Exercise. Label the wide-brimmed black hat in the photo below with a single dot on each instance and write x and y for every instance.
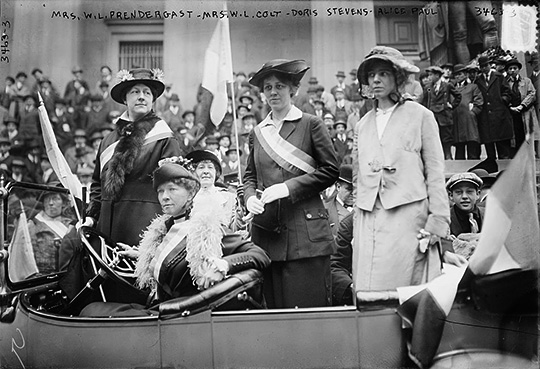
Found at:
(170, 170)
(200, 155)
(127, 79)
(295, 69)
(513, 61)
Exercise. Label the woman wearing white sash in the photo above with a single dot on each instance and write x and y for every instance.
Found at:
(291, 160)
(47, 229)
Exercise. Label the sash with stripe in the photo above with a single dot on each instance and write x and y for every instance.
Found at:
(170, 248)
(56, 226)
(160, 131)
(285, 154)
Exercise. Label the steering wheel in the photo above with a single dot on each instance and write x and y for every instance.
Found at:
(94, 240)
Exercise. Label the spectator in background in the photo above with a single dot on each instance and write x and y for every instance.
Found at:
(80, 152)
(466, 137)
(173, 114)
(340, 204)
(494, 122)
(412, 89)
(340, 76)
(288, 221)
(442, 99)
(76, 87)
(521, 104)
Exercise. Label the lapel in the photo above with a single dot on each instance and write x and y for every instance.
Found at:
(288, 128)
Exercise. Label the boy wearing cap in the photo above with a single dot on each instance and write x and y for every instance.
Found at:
(465, 216)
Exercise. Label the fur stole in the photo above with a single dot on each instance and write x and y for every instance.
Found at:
(132, 135)
(203, 244)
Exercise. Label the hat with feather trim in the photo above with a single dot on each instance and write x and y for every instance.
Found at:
(153, 78)
(295, 69)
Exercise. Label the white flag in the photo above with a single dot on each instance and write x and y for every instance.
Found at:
(218, 70)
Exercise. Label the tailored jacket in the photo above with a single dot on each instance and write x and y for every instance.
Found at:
(305, 230)
(495, 121)
(437, 102)
(406, 165)
(124, 217)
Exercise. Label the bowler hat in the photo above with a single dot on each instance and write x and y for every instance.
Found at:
(467, 177)
(513, 61)
(483, 61)
(294, 69)
(435, 69)
(127, 79)
(388, 54)
(200, 155)
(460, 68)
(345, 173)
(169, 170)
(340, 121)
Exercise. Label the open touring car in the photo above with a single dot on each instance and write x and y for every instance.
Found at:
(493, 321)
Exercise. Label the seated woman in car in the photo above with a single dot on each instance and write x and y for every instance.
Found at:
(186, 249)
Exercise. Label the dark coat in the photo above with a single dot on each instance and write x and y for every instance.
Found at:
(341, 264)
(495, 122)
(437, 102)
(124, 218)
(303, 220)
(465, 124)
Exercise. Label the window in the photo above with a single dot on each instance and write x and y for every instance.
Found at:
(140, 54)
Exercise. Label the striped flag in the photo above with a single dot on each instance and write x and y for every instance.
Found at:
(57, 159)
(218, 69)
(510, 233)
(22, 263)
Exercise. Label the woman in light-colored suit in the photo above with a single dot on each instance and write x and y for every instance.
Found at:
(398, 171)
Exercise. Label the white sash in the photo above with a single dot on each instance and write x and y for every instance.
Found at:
(173, 238)
(55, 225)
(161, 130)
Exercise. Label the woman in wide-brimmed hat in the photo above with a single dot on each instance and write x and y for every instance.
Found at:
(401, 201)
(291, 160)
(122, 201)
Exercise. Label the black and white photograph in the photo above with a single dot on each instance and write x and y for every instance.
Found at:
(282, 184)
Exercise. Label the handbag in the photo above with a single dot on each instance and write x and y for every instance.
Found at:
(269, 218)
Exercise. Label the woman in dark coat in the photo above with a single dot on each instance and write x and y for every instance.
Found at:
(122, 200)
(291, 160)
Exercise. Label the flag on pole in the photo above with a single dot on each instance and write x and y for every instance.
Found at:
(57, 159)
(218, 69)
(510, 232)
(424, 308)
(22, 263)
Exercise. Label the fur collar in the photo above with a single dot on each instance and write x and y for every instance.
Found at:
(132, 135)
(203, 244)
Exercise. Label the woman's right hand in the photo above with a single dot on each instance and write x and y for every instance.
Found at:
(255, 206)
(88, 222)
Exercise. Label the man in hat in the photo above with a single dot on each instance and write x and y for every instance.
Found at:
(466, 138)
(442, 99)
(340, 139)
(494, 122)
(343, 107)
(122, 200)
(340, 204)
(173, 114)
(355, 88)
(340, 76)
(80, 152)
(521, 104)
(76, 83)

----------

### Exercise instructions
Every line between the start of the listing and the line containing "Exercise. Label the spectator", both ends counted, needs to be printed exactly, minus the pictures.

### Your solution
Exercise. Label the wide-brimmed black hat in the photo below with a single dot on each instance and write x and y for every instance.
Found at:
(170, 170)
(200, 155)
(127, 79)
(295, 69)
(513, 61)
Exercise. Label the woman wearing white sash in the photo above with a single dot on each instance and write x and y for every instance.
Found at:
(291, 160)
(47, 229)
Exercise. Label the sash with stripe in the photo above with a single dot on each instance and write x and y for every instance.
Found at:
(170, 248)
(56, 226)
(160, 131)
(285, 154)
Exercise. Label the steering wheel in the photo above with a single dot on each instance and write x and y for every instance.
Found at:
(94, 240)
Exercise. Label the spectator in background in the photo above with a single dot on each instance and write x and y for every instance.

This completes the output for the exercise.